▶ Exercise directions
Pick up the court opinion on the Gristede's managers' overtime lawsuit after its last sentence and continue writing it.

▶ Selected excerpt
CARLOS TORRES, BOBBY IRIZARRY, RUBEN MORA, JOSELITO AROCHO, LEWIS CHEWNING, JOSEPH CREMA, ALFRED CROKER, FRANK DELEON, MARIO DIPRETA, WILLIAM HELWIG, ROBERT MISURACA, ROBERT PASTORINO, VICTOR PHELPS, DANIEL SALEGNA, AND GILBERTO SANTIAGO, ON BEHALF OF THEMSELVES AND ALL OTHERS SIMILARLY SITUATED, PLAINTIFFS,
v.
GRISTEDE'S OPERATING CORP., NAMDOR, INC., GRISTEDE'S FOOD, INC., CITY PRODUCE OPERATING CORP., GRISTEDE'S FOODS NY, INC., GALO BALSECA, JOHN CATSIMATIDES, AND JAMES MONOS, DEFENDANTS.
GRISTEDE'S FOODS NY, INC., GRISTEDE'S OPERATING CORP., NAMDOR, INC., GRISTEDE'S FOODS, INC., AND CITY PRODUCE OPERATING CORP., COUNTER-CLAIMANTS,
v.
CARLOS TORRES AND LEWIS CHEWNING, COUNTER-DEFENDANTS.



The opinion of the court was delivered by: Paul A. Crotty, United States District Judge

ORDER AND OPINION

Plaintiffs*fn1 are a class of current and former "managerial" employees of the New York supermarket chain Gristede's. In their original Complaint, filed April 30, 2004, Plaintiffs alleged that Defendants*fn2 willfully failed to record, credit, and compensate similarly situated employees for hours worked in excess of forty hours per week in violation of the Fair Labor Standards Act ("FLSA"), 29 U.S.C. §§ 201 et seq., and New York Labor Law ("NYLL") §§ 650 et seq. They have subsequently alleged claims for common law fraud and retaliation pursuant to FLSA, 29 U.S.C. § 215(3), and NYLL § 215(2), against Defendant Gristede's only. By Memorandum Decision and Order dated September 29, 2006, the Court approved Plaintiffs' motion to certify a collective action under the FLSA pursuant to 29 U.S.C. § 216(b) and to proceed as a class action on the state law claims under Federal Rules of Civil Procedure 23(a) and 23(b)(3). See Torres v. Gristede's Operating Corp. (Torres I), No. 04 Civ. 3316 (PAC), 2006 WL 2819730 (S.D.N.Y. Sept. 29, 2006). Specifically, the Court certified a class of "all persons employed by defendants as Department Managers or Co-Managers who were not paid proper overtime premium compensation for all hours that they worked in excess of forty in a workweek any time between April 30, 1998 and the date of final judgment in this matter." Id. at *11.

▶ Supplied records
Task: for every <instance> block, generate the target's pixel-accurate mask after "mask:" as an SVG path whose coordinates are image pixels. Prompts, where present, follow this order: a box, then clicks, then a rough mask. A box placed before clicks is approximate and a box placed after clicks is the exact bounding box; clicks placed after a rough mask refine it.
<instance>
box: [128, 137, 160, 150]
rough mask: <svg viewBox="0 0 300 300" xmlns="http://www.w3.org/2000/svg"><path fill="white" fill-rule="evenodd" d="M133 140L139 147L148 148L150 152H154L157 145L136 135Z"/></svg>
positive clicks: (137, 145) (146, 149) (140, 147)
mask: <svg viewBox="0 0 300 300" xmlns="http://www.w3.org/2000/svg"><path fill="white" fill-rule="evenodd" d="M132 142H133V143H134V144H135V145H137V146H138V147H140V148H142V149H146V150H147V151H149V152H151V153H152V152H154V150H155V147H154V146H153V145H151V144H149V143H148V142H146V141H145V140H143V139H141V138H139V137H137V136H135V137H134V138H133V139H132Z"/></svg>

==

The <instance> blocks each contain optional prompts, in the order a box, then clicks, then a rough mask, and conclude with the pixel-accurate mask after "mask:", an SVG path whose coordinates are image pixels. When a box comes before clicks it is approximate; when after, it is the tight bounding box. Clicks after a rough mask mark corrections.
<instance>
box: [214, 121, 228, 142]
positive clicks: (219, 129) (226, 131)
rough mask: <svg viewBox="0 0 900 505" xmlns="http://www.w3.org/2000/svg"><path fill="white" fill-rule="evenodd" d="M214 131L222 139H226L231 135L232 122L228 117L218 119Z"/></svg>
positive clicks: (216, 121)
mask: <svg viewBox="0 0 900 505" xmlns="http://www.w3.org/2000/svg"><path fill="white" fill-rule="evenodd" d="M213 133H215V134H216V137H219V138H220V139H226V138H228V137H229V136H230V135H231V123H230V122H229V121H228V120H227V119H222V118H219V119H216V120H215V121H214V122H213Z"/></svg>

▶ Task result
Plaintiffs now move for partial summary judgment on nine legal claims for which they assert there are no material factual issues are left to be tried:

1) Defendants' Fifth Affirmative Defense-the "white collar exemption" to the FLSA and NYLL claims;

2) Defendants' liability for the overtime claims of the co-manager Plaintiffs and class members;

3) Plaintiffs' claim that Gristede's policy of deleting "unauthorized overtime" from class members' time records was unlawful and constituted a violation of the FLSA and NYLL;

4) Defendants' Second, Third, and Fourth Affirmative Defenses of laches, unclean hands and improper conduct, and waiver and estoppel, respectively;

5) Plaintiffs' demand for liquidated damages, based on their contention that Defendants cannot prove their allegedly unlawful actions were conducted in "good faith" and upon a "reasonable" belief of lawfulness;

6) Plaintiffs' demand for a three-year statute of limitations, based on allegations of willful misconduct;

7) Plaintiffs' claim that Gristede's failed to keep accurate records of class members' time, which would entitle Plaintiffs to appropriate presumptions, evidentiary rulings, and jury instructions at trial;

8) Defendants' allegedly frivolous counterclaims against Torres and Chewning; and

9) Plaintiffs' claim that Gristede's retaliated against the Individual Plaintiffs by filing the counterclaims.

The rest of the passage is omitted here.